What is required: Quote exactly, and only, the lines from the one with "The pointer SHOULD return, for each instance of the dog's neck" through the end of the listing.

---

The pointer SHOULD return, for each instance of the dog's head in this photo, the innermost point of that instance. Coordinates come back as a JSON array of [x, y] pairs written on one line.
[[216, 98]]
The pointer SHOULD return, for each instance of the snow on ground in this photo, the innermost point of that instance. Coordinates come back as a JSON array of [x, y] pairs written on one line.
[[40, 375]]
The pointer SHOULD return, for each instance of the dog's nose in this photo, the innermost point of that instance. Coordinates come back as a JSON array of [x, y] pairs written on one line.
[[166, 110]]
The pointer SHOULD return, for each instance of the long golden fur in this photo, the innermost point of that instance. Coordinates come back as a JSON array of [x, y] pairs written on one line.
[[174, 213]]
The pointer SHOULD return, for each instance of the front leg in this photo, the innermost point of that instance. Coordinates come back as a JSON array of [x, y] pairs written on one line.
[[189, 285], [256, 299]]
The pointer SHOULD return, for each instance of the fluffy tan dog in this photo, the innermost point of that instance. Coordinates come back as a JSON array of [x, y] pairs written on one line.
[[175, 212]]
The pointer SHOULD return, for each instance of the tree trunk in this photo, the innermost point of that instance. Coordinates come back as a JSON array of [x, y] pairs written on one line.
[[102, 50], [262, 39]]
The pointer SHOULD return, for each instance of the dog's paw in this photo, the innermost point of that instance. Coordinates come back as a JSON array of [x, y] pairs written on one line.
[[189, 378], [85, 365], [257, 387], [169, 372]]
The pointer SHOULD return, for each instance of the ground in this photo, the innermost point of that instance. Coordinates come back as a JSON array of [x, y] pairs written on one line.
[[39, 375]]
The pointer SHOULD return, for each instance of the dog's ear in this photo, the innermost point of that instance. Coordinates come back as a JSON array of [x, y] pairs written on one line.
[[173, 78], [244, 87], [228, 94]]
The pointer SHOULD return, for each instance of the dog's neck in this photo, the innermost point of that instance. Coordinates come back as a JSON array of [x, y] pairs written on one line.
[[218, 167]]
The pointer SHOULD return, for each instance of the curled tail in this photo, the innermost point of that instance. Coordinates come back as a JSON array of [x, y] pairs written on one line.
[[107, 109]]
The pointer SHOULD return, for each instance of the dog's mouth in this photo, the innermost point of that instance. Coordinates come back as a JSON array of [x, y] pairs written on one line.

---

Exercise answer:
The pointer SHOULD return, for each instance of the dog's neck in this photo, the innermost point of that instance. Coordinates come back as a JSON array of [x, y] pairs written on one line.
[[218, 167]]
The pointer SHOULD return, for each instance of the curled tail in this photo, the innermost point of that instance. Coordinates come back as a JSON array of [x, y] pairs written on one line.
[[107, 109]]
The pointer SHOULD return, for each instance of the dog's mouth in this photo, the innermost point of that instance. Coordinates come back as a JSON array of [x, y] pairs written on one line.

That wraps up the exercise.